- _BRIEF_: An image-free, exact copy of the records below is required.

- _INFORMATION GIVEN_:
******

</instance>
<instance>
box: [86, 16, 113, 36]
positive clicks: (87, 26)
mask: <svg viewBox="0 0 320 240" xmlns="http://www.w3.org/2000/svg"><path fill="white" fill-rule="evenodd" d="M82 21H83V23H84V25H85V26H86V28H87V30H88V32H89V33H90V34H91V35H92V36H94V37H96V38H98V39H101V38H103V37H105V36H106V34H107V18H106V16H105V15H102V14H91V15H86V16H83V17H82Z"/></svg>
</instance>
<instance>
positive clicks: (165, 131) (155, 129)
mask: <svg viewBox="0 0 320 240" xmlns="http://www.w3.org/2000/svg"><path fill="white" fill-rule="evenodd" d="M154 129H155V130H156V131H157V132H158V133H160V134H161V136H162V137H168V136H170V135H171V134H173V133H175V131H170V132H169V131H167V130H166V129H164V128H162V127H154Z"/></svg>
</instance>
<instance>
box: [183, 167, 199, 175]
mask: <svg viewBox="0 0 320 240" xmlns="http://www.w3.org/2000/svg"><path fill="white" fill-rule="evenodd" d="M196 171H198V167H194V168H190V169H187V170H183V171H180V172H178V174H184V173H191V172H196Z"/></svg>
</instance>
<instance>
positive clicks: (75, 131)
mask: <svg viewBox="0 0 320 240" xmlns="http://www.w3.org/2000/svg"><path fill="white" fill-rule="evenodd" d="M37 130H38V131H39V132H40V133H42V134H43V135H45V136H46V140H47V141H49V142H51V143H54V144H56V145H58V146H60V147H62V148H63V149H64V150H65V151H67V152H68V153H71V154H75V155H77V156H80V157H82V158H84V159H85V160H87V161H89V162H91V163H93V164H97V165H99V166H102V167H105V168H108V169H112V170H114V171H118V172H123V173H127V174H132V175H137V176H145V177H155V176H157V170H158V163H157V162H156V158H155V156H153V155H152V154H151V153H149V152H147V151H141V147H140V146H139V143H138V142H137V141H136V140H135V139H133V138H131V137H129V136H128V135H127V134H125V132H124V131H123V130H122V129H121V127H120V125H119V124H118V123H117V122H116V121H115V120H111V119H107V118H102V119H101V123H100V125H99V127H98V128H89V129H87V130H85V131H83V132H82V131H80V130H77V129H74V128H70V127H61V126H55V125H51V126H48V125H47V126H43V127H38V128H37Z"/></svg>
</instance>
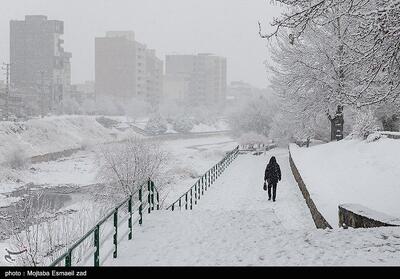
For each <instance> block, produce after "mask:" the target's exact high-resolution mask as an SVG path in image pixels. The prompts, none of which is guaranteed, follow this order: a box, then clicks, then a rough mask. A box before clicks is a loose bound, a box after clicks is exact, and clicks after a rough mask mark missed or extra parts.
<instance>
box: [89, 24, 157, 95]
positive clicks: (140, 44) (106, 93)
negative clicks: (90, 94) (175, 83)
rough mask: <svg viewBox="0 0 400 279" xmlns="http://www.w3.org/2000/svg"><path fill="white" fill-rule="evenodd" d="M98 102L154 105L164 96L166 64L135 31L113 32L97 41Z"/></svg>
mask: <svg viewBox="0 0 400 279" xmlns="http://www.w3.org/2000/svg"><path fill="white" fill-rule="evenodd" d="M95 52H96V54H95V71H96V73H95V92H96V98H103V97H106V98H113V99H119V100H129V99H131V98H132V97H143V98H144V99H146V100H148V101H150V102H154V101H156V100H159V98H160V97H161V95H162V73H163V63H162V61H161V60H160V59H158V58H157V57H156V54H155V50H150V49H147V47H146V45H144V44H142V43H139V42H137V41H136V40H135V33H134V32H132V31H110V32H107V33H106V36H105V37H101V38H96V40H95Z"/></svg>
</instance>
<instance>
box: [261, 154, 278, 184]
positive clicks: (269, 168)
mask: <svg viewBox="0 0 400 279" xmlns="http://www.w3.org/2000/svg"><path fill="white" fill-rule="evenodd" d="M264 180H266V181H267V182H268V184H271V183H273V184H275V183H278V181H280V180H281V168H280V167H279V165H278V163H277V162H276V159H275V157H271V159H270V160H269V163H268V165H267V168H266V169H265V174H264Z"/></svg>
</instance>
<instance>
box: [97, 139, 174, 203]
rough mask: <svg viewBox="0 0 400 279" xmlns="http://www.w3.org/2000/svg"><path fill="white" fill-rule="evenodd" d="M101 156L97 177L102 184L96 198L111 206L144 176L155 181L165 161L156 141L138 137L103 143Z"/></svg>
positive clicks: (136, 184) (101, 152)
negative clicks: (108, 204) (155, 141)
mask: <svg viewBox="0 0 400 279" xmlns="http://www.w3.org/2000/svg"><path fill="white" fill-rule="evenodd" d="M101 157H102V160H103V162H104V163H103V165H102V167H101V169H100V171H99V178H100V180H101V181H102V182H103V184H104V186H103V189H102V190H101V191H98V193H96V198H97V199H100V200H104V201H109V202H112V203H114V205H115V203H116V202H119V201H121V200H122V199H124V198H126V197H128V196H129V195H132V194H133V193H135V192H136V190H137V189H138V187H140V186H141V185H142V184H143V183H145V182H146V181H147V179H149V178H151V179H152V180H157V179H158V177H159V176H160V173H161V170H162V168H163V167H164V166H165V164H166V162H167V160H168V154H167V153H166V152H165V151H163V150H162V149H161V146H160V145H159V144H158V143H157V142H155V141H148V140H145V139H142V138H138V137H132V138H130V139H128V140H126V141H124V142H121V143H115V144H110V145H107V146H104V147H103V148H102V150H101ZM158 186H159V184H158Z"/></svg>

******

- _OUTPUT FOR THIS TASK_:
</instance>
<instance>
box: [86, 16, 113, 36]
positive clicks: (87, 26)
mask: <svg viewBox="0 0 320 240" xmlns="http://www.w3.org/2000/svg"><path fill="white" fill-rule="evenodd" d="M82 21H83V23H84V25H85V26H86V28H87V30H88V32H89V33H90V34H91V35H92V36H94V37H96V38H98V39H101V38H103V37H105V36H106V34H107V18H106V16H105V15H102V14H91V15H86V16H83V17H82Z"/></svg>
</instance>
<instance>
positive clicks: (165, 131) (155, 129)
mask: <svg viewBox="0 0 320 240" xmlns="http://www.w3.org/2000/svg"><path fill="white" fill-rule="evenodd" d="M154 129H155V130H156V131H157V132H158V133H160V134H161V136H162V137H168V136H170V135H171V134H173V133H175V131H170V132H169V131H167V130H166V129H164V128H162V127H154Z"/></svg>
</instance>
<instance>
box: [183, 167, 199, 175]
mask: <svg viewBox="0 0 320 240" xmlns="http://www.w3.org/2000/svg"><path fill="white" fill-rule="evenodd" d="M196 171H198V167H194V168H190V169H187V170H183V171H180V172H178V174H184V173H191V172H196Z"/></svg>
</instance>
<instance>
positive clicks: (75, 131)
mask: <svg viewBox="0 0 320 240" xmlns="http://www.w3.org/2000/svg"><path fill="white" fill-rule="evenodd" d="M37 130H38V131H39V132H40V133H42V134H43V135H45V136H46V140H47V141H49V142H51V143H54V144H56V145H58V146H60V147H62V148H63V149H64V150H65V151H67V152H68V153H71V154H75V155H77V156H80V157H82V158H84V159H85V160H87V161H89V162H91V163H93V164H97V165H99V166H102V167H105V168H108V169H112V170H114V171H118V172H123V173H127V174H132V175H137V176H145V177H155V176H157V170H158V163H157V162H156V158H155V156H153V155H152V154H151V153H149V152H147V151H141V147H140V146H139V143H138V142H137V141H136V140H135V139H133V138H131V137H129V136H128V135H127V134H125V132H124V131H123V130H122V129H121V127H120V125H119V124H118V123H117V122H116V121H115V120H111V119H107V118H102V119H101V123H100V125H99V127H98V128H89V129H87V130H85V131H83V132H82V131H80V130H77V129H74V128H70V127H61V126H55V125H51V126H48V125H47V126H43V127H38V128H37Z"/></svg>
</instance>
For each <instance> block, produce after "mask:" the target's exact high-resolution mask as an SVG path in image pixels. The prompts, none of which is guaranteed, follow this order: a box, then clicks, then a rough mask. A box before clicks is a loose bound, a box after clicks is exact, and clicks after a rough mask mark missed or extra parts.
<instance>
box: [89, 24, 157, 95]
positive clicks: (140, 44) (106, 93)
negative clicks: (90, 94) (175, 83)
rough mask: <svg viewBox="0 0 400 279" xmlns="http://www.w3.org/2000/svg"><path fill="white" fill-rule="evenodd" d="M98 102L154 105L164 96L166 64L135 31L113 32L97 41Z"/></svg>
mask: <svg viewBox="0 0 400 279" xmlns="http://www.w3.org/2000/svg"><path fill="white" fill-rule="evenodd" d="M95 52H96V54H95V71H96V73H95V92H96V98H103V97H106V98H113V99H119V100H129V99H131V98H132V97H143V98H144V99H146V100H148V101H150V102H154V101H156V100H159V98H160V97H161V95H162V73H163V63H162V61H161V60H160V59H158V58H157V57H156V54H155V50H150V49H147V47H146V45H144V44H142V43H139V42H137V41H136V40H135V33H134V32H132V31H110V32H107V33H106V36H105V37H101V38H96V40H95Z"/></svg>
</instance>
<instance>
box: [261, 154, 278, 184]
positive clicks: (269, 168)
mask: <svg viewBox="0 0 400 279" xmlns="http://www.w3.org/2000/svg"><path fill="white" fill-rule="evenodd" d="M264 180H266V181H267V182H268V184H271V183H273V184H275V183H278V181H280V180H281V168H280V167H279V165H278V163H277V162H276V159H275V157H271V159H270V160H269V163H268V165H267V168H266V169H265V174H264Z"/></svg>
</instance>
<instance>
box: [97, 139, 174, 203]
rough mask: <svg viewBox="0 0 400 279" xmlns="http://www.w3.org/2000/svg"><path fill="white" fill-rule="evenodd" d="M101 156L97 177L102 184L96 198L111 206L144 176L155 181L165 161L156 141L138 137L103 143Z"/></svg>
positive clicks: (136, 184) (101, 152)
negative clicks: (108, 204) (155, 141)
mask: <svg viewBox="0 0 400 279" xmlns="http://www.w3.org/2000/svg"><path fill="white" fill-rule="evenodd" d="M101 157H102V160H103V162H104V163H103V165H102V167H101V169H100V171H99V178H100V180H101V181H102V182H103V184H104V186H103V189H102V190H101V191H98V193H96V198H97V199H100V200H104V201H109V202H112V203H114V205H115V203H116V202H119V201H121V200H122V199H124V198H126V197H128V196H129V195H132V194H133V193H135V192H136V190H137V189H138V187H140V186H141V185H142V184H143V183H145V182H146V181H147V179H149V178H151V179H152V180H157V179H158V177H159V176H160V173H161V170H162V168H163V167H164V166H165V164H166V162H167V160H168V154H167V153H166V152H165V151H163V150H162V149H161V146H160V145H159V144H158V143H157V142H155V141H148V140H145V139H142V138H138V137H132V138H130V139H128V140H126V141H124V142H121V143H115V144H110V145H107V146H104V147H103V148H102V150H101ZM158 186H159V184H158Z"/></svg>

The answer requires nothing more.